Listed records –
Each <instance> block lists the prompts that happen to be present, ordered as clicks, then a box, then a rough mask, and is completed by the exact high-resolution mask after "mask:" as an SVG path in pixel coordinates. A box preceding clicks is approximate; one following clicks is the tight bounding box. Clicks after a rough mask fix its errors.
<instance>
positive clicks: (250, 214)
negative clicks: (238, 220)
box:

What you are asked to do – Transcribe the listing above word for word, keeping every line unchanged.

Task response –
Each <instance> block lists the prompts that happen to be present, ordered as clicks, then a box, then a rough mask, and is completed by the exact high-resolution mask after "mask:" as an SVG path in pixel coordinates. A box preceding clicks is approximate; one following clicks is the tight bounding box. Clicks after a rough mask fix its errors.
<instance>
positive clicks: (250, 214)
negative clicks: (238, 220)
box:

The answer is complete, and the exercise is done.